**YOUR OBJECTIVE:** State how many lines in the records below contain the string "polo". Give only the number.

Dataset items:
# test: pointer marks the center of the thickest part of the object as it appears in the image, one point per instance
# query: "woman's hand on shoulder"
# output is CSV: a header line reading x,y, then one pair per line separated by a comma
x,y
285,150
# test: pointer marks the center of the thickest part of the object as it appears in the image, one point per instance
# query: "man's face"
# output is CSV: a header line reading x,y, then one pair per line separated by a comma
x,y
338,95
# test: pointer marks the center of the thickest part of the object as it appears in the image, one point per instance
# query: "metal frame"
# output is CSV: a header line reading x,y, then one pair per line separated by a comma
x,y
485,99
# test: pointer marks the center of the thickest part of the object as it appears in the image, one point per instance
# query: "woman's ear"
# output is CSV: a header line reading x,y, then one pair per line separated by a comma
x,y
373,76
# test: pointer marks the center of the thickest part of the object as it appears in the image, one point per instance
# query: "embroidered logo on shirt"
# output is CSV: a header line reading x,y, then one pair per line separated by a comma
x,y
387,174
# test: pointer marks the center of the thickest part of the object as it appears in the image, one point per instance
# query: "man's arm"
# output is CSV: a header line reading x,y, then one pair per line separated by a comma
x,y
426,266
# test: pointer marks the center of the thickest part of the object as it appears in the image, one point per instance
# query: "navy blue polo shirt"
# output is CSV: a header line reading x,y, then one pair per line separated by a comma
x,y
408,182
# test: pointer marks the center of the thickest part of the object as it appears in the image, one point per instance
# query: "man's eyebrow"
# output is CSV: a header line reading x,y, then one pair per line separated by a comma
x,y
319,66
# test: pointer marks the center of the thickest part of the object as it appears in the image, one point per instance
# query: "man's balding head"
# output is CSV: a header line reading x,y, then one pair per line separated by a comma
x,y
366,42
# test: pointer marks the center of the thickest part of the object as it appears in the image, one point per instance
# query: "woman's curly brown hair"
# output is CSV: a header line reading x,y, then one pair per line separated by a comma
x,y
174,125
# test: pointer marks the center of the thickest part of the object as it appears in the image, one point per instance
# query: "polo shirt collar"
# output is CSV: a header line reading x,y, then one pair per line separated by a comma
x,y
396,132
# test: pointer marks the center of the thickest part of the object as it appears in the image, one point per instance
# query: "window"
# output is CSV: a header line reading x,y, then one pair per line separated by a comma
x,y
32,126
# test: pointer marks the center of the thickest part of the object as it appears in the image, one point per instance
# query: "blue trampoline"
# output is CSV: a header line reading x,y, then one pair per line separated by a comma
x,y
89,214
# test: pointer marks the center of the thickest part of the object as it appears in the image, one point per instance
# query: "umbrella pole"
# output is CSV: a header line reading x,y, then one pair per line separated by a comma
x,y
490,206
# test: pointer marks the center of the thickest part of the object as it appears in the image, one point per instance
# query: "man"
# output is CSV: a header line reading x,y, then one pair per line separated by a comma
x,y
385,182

**ANSWER:** 2